_LISTE DES CONSIGNES_
A – Recopiez le passage de l'extrait sur l'emploi des jeunes, depuis « Le comité interministériel » jusqu'à « proposition de loi. ».
B – Répondez aux questions suivantes à partir de l'extrait sur l'emploi des jeunes :
(i) En France, quelle part des jeunes âgés de vingt-cinq à trente-quatre ans est titulaire d'un diplôme de l'enseignement supérieur ?
(ii) À combien est évalué le nombre de stages comptabilisés qui correspondent en réalité à des emplois réels ?
(iii) Quel groupe a élaboré le premier texte sur les stages, et en quelle année ?

_EXTRAIT DU DOCUMENT_
((

En France, la part de jeunes âgés de vingt-cinq à trente-quatre ans titulaires d’un diplôme de l’enseignement supérieur avoisine 40 %, plaçant notre pays parmi les plus avancés de l’Europe ou de l’OCDE. C’est une bonne chose, mais il faut souligner les fortes disparités qui existent entre nos territoires.
Certaines régions se détachent à la fois par leur proportion élevée de jeunes diplômés et par leur progression. C’est le cas de l’Île-de-France, mais aussi de la Bretagne et des régions Midi-Pyrénées ou bien encore Rhône-Alpes.
Cependant, selon l’Association pour faciliter l’insertion professionnelle des jeunes diplômés, l’AFIJ, près d’un tiers des jeunes diplômés de l’année 2011 n’ont encore occupé aucun poste depuis la fin de leurs études. C’est évidemment inadmissible, surtout quand le nombre de stagiaires augmente !
On observe une corrélation entre l’augmentation du nombre de stagiaires en France et la hausse du chômage des jeunes. Le chômage des jeunes âgés de quinze à vingt-quatre ans est passé de 17,3 % au mois de janvier 2008 à 24,6 % au deuxième trimestre 2013. Cette situation et ces chiffres doivent nous interpeller ! Ils parlent d’eux-mêmes quand 47 % des jeunes non diplômés occupent toujours un contrat à durée déterminée quatre ans après leur sortie de formation, contre 26 % des jeunes diplômés du supérieur.
Même s’il est en baisse ces derniers mois, le taux de chômage des moins de vingt-cinq ans est encore trop élevé et la demande de diplômes supérieurs est toujours en augmentation.
Pire, le nombre de stages comptabilisés correspondant en réalité à des emplois réels est évalué à 100 000 ! C’est une dérive inacceptable : l’emploi durable doit être une de nos priorités pour les jeunes.
N’oublions pas que 17 % des jeunes âgés de dix-huit à vingt-neuf ans vivent en dessous du seuil de pauvreté, contre 13 % pour l’ensemble de la population. En 2008, plus d’un pauvre sur deux avait donc moins de trente-cinq ans !
Le comité interministériel de la jeunesse du 21 février 2013 avait fixé une feuille de route claire sur le sujet, et le Gouvernement, en accord avec les partenaires sociaux, avait souhaité, lors de la grande conférence sociale du mois de juin 2013, qu’une initiative législative voie rapidement le jour. Certes, des initiatives ont été prises ces dernières années. De nombreux textes ont été votés pour protéger les stagiaires des abus dont ils sont victimes, avec un encadrement législatif et réglementaire progressif des stages. Le premier texte sur le sujet a été élaboré par le groupe socialiste du Sénat en 2006, sur l’initiative de notre collègue Jean-Pierre Godefroy, rapporteur de la présente proposition de loi.

))

_ENTRÉES FOURNIES_
((

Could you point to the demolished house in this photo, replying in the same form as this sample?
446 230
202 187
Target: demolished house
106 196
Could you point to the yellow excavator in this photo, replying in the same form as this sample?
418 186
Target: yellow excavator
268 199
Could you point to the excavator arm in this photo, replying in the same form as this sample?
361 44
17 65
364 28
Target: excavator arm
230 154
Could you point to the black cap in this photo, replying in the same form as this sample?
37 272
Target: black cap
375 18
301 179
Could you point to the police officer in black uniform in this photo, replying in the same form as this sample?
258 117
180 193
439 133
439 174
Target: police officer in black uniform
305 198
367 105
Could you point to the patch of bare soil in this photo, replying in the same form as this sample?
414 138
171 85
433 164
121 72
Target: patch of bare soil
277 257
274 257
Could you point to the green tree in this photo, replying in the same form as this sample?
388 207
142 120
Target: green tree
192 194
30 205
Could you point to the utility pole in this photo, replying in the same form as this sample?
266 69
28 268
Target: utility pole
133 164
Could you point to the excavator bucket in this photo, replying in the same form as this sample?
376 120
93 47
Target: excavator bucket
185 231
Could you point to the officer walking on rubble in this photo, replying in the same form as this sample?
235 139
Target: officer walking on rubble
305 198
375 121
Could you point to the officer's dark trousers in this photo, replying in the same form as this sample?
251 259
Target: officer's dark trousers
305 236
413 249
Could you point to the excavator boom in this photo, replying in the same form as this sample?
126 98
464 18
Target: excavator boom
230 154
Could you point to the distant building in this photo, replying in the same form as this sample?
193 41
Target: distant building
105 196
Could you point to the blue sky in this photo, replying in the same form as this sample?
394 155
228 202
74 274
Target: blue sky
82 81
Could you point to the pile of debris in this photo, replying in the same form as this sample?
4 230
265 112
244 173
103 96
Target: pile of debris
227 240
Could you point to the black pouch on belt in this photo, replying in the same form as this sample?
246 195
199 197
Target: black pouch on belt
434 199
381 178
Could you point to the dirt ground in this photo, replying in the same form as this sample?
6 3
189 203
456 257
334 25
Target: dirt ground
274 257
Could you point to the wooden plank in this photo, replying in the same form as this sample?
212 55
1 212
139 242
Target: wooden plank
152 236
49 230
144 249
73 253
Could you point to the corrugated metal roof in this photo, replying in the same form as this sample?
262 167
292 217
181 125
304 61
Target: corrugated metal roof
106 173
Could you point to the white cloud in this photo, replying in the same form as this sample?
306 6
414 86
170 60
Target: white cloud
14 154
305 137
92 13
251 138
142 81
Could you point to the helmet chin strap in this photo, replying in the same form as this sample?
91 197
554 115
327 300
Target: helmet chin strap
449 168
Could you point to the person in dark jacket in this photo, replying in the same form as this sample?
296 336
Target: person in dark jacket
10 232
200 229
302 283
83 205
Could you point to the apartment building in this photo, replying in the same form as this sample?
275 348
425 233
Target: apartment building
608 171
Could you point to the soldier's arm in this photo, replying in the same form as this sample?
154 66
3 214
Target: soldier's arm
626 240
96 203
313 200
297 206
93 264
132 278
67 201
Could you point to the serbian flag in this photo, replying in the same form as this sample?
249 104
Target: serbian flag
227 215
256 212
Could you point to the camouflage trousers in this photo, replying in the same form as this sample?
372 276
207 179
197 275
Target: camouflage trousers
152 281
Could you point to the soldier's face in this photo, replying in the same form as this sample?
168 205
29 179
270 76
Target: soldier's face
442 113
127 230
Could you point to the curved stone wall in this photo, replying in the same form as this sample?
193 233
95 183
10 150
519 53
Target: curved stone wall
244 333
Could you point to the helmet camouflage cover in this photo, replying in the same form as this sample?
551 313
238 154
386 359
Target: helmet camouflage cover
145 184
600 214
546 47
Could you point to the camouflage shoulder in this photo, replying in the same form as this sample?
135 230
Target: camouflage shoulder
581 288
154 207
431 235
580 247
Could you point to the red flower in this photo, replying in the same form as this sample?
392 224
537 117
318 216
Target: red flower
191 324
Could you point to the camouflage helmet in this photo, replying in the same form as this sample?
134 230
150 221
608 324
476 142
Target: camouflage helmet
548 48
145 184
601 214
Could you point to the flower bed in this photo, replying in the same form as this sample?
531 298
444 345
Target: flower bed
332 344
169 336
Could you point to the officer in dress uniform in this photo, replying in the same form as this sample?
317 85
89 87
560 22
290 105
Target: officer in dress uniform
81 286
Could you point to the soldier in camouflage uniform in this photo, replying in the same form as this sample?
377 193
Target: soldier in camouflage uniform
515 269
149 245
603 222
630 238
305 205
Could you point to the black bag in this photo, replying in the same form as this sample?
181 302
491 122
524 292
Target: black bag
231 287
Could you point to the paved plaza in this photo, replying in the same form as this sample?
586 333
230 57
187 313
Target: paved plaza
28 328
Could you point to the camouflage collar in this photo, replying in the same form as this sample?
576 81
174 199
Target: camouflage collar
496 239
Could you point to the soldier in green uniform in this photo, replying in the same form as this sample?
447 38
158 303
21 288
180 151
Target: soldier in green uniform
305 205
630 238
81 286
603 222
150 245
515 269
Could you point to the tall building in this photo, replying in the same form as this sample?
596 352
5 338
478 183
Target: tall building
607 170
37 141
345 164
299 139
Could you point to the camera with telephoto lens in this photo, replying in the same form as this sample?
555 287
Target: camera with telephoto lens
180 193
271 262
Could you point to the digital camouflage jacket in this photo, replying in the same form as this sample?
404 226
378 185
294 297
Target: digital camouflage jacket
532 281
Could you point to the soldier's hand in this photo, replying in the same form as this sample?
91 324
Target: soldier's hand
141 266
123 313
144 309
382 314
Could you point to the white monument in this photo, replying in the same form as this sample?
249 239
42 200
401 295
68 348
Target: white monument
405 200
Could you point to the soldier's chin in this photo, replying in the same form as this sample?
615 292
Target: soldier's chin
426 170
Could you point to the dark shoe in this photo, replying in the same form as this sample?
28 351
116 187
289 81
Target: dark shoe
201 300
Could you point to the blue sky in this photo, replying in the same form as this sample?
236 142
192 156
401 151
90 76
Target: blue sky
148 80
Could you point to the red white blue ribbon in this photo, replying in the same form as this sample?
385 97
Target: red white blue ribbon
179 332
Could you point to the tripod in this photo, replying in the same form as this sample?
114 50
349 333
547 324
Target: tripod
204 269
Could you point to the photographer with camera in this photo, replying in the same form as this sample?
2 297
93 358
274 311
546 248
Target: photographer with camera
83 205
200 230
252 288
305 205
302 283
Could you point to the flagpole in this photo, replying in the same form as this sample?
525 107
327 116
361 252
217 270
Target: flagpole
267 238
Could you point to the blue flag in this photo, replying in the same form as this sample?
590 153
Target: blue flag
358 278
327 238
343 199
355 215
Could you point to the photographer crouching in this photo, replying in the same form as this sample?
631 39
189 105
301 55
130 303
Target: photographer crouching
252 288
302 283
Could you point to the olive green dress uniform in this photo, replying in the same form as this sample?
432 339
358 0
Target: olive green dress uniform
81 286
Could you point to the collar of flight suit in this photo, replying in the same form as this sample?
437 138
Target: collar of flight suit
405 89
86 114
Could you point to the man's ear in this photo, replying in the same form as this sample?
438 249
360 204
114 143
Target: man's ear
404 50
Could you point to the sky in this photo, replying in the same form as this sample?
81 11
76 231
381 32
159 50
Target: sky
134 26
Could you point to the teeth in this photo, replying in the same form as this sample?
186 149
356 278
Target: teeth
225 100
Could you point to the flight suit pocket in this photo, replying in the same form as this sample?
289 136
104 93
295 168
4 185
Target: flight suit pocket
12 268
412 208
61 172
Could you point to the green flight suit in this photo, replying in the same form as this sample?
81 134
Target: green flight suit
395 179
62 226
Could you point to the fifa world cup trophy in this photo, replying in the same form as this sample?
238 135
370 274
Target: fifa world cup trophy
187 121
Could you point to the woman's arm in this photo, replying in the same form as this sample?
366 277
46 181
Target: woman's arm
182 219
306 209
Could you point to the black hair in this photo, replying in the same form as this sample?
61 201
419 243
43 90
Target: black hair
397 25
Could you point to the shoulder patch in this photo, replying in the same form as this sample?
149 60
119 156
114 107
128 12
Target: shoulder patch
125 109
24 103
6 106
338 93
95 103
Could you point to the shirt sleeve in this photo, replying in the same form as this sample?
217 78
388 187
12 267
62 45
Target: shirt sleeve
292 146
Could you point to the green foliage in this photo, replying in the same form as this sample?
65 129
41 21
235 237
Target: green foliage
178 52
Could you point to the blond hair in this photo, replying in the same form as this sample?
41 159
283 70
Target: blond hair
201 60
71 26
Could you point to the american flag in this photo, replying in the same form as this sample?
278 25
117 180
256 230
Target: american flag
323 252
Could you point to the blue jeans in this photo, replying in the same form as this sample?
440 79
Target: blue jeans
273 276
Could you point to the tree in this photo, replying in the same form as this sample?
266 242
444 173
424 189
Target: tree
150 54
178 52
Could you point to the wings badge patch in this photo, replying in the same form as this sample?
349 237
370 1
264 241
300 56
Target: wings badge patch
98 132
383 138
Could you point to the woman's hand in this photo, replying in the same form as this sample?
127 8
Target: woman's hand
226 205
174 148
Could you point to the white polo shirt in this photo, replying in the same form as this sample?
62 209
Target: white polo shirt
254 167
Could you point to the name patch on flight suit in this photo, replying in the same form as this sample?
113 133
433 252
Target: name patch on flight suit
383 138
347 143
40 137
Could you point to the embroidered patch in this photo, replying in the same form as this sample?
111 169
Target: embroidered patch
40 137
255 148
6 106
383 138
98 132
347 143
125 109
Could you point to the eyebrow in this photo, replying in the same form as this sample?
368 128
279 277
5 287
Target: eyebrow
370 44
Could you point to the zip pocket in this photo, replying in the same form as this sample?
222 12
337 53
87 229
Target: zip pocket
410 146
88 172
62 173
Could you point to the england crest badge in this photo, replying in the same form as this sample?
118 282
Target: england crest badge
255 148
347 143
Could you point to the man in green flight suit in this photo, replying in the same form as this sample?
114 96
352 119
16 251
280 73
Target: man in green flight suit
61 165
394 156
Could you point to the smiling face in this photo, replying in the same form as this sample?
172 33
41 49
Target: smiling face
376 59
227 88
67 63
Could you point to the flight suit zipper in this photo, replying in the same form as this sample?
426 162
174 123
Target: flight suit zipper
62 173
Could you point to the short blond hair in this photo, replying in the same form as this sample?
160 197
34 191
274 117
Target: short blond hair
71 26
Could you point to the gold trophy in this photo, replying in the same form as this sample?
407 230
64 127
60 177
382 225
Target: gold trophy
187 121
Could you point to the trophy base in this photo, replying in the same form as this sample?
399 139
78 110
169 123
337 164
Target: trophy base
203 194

))

_RÉSULTATS_
A –
Le comité interministériel de la jeunesse du 21 février 2013 avait fixé une feuille de route claire sur le sujet, et le Gouvernement, en accord avec les partenaires sociaux, avait souhaité, lors de la grande conférence sociale du mois de juin 2013, qu’une initiative législative voie rapidement le jour. Certes, des initiatives ont été prises ces dernières années. De nombreux textes ont été votés pour protéger les stagiaires des abus dont ils sont victimes, avec un encadrement législatif et réglementaire progressif des stages. Le premier texte sur le sujet a été élaboré par le groupe socialiste du Sénat en 2006, sur l’initiative de notre collègue Jean-Pierre Godefroy, rapporteur de la présente proposition de loi.

B –
(i) Cette part avoisine 40 %.
(ii) Ce nombre est évalué à 100 000.
(iii) Le groupe socialiste du Sénat l'a élaboré en 2006.